• TEXT PASSAGE:
<<<<
Hope With a Catch
Of course I don’t believe hope needs to die but good God do I wish people would take their rainbows and fairy dust hope and stop shoving it down our throats.
Sometimes it is hard, the struggle is real and the dark, fucking dark.
Hope is flung around as a weapon, a badge and a reprieve, especially in the infertility, pregnancy loss and recovery worlds. It is a word used to inspire others but oftentimes comes with a significant catch. The catch is that it oftentimes only comes attached to the stories that worked out, got the ending we all want or are considered successful.
When hope is the message of these happy ending stories it can feel like a weapon being discharged on our soul for those of us who it did not work out for. The ones who have defined our own happy ending but the ending that many do not be consider the happy one.
So are we shit out of hope?
Or only invisible?
You know my story by now: tried to be a mom, paid a lot of money to be a mom, it did not work and we live a childfree not by choice life.
It is sad. It makes you sad and makes you really want to take away my pain by offering a not so simple solution, such as “why don’t you just adopt?”
>>>>
Point-per-instance localization data
<<<<
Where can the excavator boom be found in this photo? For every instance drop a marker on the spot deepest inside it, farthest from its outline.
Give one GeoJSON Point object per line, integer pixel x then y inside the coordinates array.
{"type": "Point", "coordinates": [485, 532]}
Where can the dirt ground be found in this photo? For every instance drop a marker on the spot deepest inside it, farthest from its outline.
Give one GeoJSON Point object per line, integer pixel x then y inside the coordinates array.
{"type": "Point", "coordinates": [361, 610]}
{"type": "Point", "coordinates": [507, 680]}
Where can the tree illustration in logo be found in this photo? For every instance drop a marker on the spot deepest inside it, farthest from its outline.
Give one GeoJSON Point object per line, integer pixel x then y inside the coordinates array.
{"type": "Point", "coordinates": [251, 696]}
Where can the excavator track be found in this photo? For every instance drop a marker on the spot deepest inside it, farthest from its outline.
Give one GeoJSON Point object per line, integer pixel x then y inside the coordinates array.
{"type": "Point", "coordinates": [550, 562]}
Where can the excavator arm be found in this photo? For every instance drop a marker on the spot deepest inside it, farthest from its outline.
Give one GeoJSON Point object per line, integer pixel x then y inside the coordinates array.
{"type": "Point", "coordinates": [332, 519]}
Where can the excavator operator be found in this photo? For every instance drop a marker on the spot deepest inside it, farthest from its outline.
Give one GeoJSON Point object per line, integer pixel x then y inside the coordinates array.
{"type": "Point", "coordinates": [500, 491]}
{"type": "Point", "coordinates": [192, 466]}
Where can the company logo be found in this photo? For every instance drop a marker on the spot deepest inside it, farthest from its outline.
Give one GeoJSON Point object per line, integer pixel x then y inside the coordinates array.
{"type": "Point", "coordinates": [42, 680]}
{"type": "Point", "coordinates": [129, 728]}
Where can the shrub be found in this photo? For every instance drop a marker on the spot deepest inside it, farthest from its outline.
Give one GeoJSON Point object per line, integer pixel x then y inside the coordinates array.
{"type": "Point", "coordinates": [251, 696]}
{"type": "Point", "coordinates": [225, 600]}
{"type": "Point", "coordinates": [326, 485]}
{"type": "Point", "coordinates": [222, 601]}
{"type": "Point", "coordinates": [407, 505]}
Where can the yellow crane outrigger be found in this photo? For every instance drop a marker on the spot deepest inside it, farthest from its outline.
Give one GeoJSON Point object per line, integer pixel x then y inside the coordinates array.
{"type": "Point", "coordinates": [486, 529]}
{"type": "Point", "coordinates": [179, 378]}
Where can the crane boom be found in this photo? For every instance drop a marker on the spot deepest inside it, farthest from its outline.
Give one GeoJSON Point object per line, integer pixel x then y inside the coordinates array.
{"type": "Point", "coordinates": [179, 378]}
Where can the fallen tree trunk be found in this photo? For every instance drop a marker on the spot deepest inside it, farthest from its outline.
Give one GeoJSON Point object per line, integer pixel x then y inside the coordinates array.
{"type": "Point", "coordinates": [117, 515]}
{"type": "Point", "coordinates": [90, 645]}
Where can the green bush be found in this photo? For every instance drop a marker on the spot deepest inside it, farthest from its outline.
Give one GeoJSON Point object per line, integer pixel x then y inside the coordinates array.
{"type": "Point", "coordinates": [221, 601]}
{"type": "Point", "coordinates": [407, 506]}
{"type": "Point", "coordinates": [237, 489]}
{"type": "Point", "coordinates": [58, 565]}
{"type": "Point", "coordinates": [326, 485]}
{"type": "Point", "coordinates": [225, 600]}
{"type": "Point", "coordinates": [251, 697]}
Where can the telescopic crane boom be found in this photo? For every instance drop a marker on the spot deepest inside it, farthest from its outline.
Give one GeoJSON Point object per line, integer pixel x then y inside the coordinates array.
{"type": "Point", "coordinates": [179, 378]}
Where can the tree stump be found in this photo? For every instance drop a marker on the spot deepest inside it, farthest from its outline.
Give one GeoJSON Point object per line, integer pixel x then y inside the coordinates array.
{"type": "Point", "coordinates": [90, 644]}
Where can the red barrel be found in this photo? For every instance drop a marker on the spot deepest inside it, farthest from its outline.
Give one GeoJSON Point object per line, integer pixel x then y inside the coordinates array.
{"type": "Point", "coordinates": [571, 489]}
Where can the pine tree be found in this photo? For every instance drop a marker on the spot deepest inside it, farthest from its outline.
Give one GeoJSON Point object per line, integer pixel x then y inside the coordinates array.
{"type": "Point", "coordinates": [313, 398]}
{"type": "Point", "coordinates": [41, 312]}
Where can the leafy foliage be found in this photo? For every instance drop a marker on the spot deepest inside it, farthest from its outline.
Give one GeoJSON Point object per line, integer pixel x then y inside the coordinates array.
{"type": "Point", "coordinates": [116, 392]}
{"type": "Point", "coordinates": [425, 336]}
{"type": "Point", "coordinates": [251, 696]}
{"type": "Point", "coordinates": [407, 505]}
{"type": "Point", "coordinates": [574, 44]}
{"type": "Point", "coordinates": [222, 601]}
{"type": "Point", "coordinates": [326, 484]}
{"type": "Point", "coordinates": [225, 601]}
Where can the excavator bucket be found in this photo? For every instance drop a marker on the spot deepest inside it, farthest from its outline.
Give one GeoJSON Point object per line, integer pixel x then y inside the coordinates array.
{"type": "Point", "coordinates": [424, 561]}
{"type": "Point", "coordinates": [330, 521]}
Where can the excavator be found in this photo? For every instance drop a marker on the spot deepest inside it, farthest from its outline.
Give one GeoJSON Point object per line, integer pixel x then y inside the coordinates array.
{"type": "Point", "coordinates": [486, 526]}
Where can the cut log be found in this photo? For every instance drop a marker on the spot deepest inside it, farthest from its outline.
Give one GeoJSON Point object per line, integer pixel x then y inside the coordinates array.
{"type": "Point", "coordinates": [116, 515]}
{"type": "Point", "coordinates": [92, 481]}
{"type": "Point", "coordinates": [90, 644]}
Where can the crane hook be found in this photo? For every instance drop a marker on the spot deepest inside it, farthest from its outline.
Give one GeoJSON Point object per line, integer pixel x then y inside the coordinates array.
>>>>
• WORK ORDER:
Please carry on the essay about hope and infertility, picking up after its last sentence.

• SOLVED EXERCISE:
Stories like mine do not go viral, they do not get shared and sometimes hardly acknowledged by our society.
Because we don’t think there is hope in not getting what we dreamed of; and we only want to read, hear and feel the stories full of happy hope.
And yet, every single day there is hope in my life; hope in many different things and people and it was only found in letting my old definition of hope die.
When hope grows up we refuse to be invisible.
Tomorrow we’ll talk active acceptance versus never giving up.
“I said to my soul, be still and wait without hope, for hope would be hope for the wrong thing; wait without love, for love would be love of the wrong thing; there is yet faith, but the faith and the love are all in the waiting. Wait without thought, for you are not ready for thought: So the darkness shall be the light, and the stillness the dancing.”